══ Extracted text ══
ZP: Could you introduce us to your student life?

Simon Song: Hello everyone, I am Simon Song, the founder and CEO of VAST.

I grew up in Hangzhou, so I was deeply influenced by traditional Chinese culture. In the first and second grades of elementary school, I stumbled upon classics like the “Tao Te Ching” and the “Platform Sutra” in my father’s bookshelf, which sparked my interest in this area. I even spent some time practicing Zen at Jinshan Temple during middle school, igniting my passion for religious philosophy.

In high school, I applied to over thirty universities, mostly related to theology. Eventually, I went to Johns Hopkins University to study politics in the Middle East, as this major offered the opportunity to explore religions and humanities from around the world. To better understand this field, I learned Hebrew and Arabic. In my sophomore year, I spent a year in Israel and visited many unique places like Georgia, Bermuda, Morocco, and Cuba, experiencing diverse cultures and learning to embrace complexity.

Games also had a huge impact on me, as it seems hard for guys my age not to love gaming (laughs). My passion for gaming was as intense as for religious philosophy. At Hopkins, I played games so much that my advisor had to bring my parents to the U.S. to address this issue. There was a huge dent in the middle of my dorm bed from spending long periods reading and gaming.

So, my experiences might seem contradictory to some, like a mix of a religious philosophy enthusiast and a gamer who has traveled extensively?

ZP: When did you first get involved in the 3D field?

Simon Song: I joined SenseTime before graduating, where one of the business directions was 3D animation. I spent a lot of time communicating with various people in the domestic 3D animation industry because we were focused on AIGC, and thus very concerned about the efficiency of 3D content production.

I noticed that even the most talented content creators in China, graduates from top institutions like Tsinghua and CAFA, had to spend a lot of time on labor-intensive tasks, significantly limiting their creative potential.

The industry had long recognized this problem, but at that time, the only solution was to rely on better software tools to optimize efficiency. However, I realized there was a huge gap between content creators and software engineers. So, we used AIGC tools to serve many leading animation companies in China. At the same time, we also tried creating some animated content with AIGC tools, eventually building a social media account with millions of followers.

In this process, I gained some insights:

Firstly, people only consume top-notch, 10/10 content, not mediocre 9/10 content. So, flooding platforms with AI-generated content is meaningless if it’s not high-quality. Good content must be designed by humans: it needs aesthetics, a storyline, and control. If that’s the case, then AI can be used to execute and realize these designs. Secondly, the animation industry is labor-intensive. The technology level at that time could reduce the overtime hours of animators from 10 PM to 9 PM, but it couldn’t spark more creativity. Neither the quality nor the efficiency of content production had reached the Product-Market Fit (PMF) stage.
═══
# [Directions for this task]
In the interview with Simon Song above, which two languages did he learn to better understand his field of study? Please answer briefly.
══ Entries shown ══
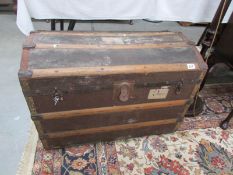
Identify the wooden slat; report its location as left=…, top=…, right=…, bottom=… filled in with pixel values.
left=46, top=119, right=177, bottom=138
left=41, top=100, right=187, bottom=120
left=34, top=31, right=176, bottom=37
left=32, top=63, right=199, bottom=78
left=35, top=42, right=188, bottom=49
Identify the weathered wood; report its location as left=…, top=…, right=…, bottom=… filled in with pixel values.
left=44, top=119, right=177, bottom=138
left=37, top=100, right=187, bottom=120
left=31, top=64, right=199, bottom=78
left=19, top=31, right=206, bottom=148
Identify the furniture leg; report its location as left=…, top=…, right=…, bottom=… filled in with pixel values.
left=60, top=19, right=64, bottom=30
left=51, top=19, right=56, bottom=31
left=220, top=109, right=233, bottom=130
left=68, top=20, right=76, bottom=30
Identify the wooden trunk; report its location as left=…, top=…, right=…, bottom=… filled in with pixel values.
left=19, top=31, right=207, bottom=148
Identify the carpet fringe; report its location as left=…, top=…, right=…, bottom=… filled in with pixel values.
left=16, top=122, right=38, bottom=175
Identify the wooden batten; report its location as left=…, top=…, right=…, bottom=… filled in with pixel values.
left=31, top=63, right=200, bottom=78
left=33, top=31, right=176, bottom=37
left=35, top=42, right=188, bottom=49
left=44, top=119, right=177, bottom=139
left=36, top=100, right=187, bottom=120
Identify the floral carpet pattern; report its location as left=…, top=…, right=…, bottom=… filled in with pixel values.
left=32, top=95, right=233, bottom=175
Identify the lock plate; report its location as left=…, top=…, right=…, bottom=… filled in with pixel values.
left=113, top=81, right=135, bottom=102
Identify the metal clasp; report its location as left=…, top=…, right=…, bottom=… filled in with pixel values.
left=53, top=87, right=63, bottom=106
left=113, top=82, right=134, bottom=102
left=175, top=80, right=184, bottom=95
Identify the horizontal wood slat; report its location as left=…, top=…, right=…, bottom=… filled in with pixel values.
left=31, top=63, right=200, bottom=78
left=45, top=119, right=177, bottom=138
left=35, top=42, right=188, bottom=49
left=37, top=100, right=187, bottom=120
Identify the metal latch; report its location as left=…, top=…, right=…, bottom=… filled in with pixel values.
left=113, top=82, right=134, bottom=102
left=175, top=80, right=184, bottom=95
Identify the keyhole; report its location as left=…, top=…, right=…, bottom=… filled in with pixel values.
left=119, top=85, right=129, bottom=102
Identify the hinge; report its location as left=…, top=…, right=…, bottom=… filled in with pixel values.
left=23, top=42, right=36, bottom=49
left=31, top=114, right=42, bottom=121
left=18, top=70, right=32, bottom=78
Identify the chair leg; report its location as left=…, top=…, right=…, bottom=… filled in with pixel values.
left=220, top=109, right=233, bottom=130
left=60, top=19, right=64, bottom=30
left=51, top=19, right=56, bottom=31
left=68, top=20, right=76, bottom=30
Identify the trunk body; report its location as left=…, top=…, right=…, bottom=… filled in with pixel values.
left=19, top=31, right=207, bottom=148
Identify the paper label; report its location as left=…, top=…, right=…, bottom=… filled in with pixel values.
left=187, top=64, right=196, bottom=69
left=102, top=37, right=124, bottom=44
left=148, top=86, right=169, bottom=100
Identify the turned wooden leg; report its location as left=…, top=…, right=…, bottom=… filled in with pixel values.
left=220, top=109, right=233, bottom=130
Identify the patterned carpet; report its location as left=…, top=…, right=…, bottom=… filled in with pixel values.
left=32, top=95, right=233, bottom=175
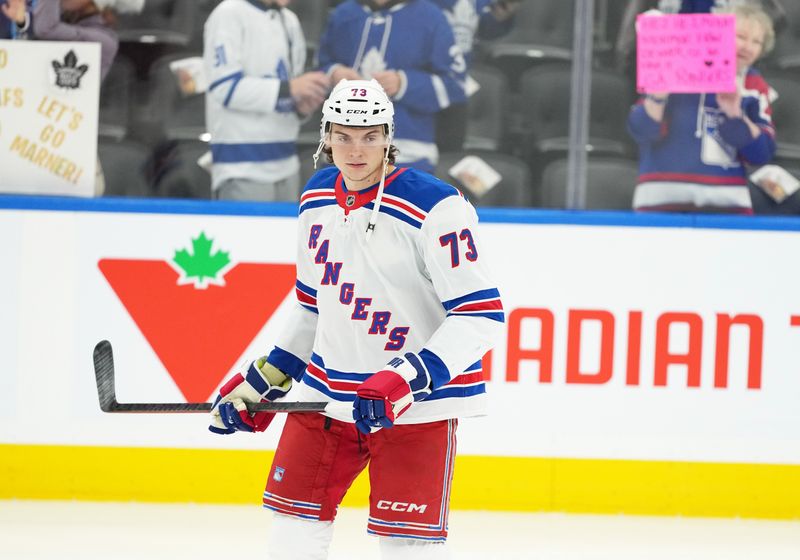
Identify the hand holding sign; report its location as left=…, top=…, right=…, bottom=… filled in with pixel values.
left=636, top=14, right=736, bottom=93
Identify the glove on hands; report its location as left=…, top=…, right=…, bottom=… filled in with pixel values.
left=208, top=358, right=292, bottom=434
left=353, top=352, right=432, bottom=434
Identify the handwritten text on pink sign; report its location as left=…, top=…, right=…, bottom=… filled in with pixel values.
left=636, top=14, right=736, bottom=93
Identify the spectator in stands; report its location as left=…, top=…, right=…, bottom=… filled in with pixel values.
left=432, top=0, right=520, bottom=152
left=319, top=0, right=466, bottom=173
left=32, top=0, right=145, bottom=196
left=0, top=0, right=31, bottom=39
left=628, top=5, right=775, bottom=214
left=33, top=0, right=145, bottom=79
left=203, top=0, right=329, bottom=202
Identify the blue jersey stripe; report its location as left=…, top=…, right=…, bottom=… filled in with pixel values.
left=425, top=383, right=486, bottom=401
left=442, top=288, right=500, bottom=311
left=267, top=346, right=306, bottom=381
left=298, top=198, right=336, bottom=215
left=447, top=311, right=506, bottom=323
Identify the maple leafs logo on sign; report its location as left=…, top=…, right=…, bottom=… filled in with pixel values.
left=97, top=232, right=295, bottom=401
left=52, top=50, right=89, bottom=89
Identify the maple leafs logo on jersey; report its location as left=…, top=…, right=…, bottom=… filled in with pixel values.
left=52, top=50, right=89, bottom=89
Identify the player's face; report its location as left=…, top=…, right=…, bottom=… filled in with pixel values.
left=328, top=124, right=387, bottom=190
left=736, top=19, right=764, bottom=70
═══
# [Task result]
Hebrew and Arabic.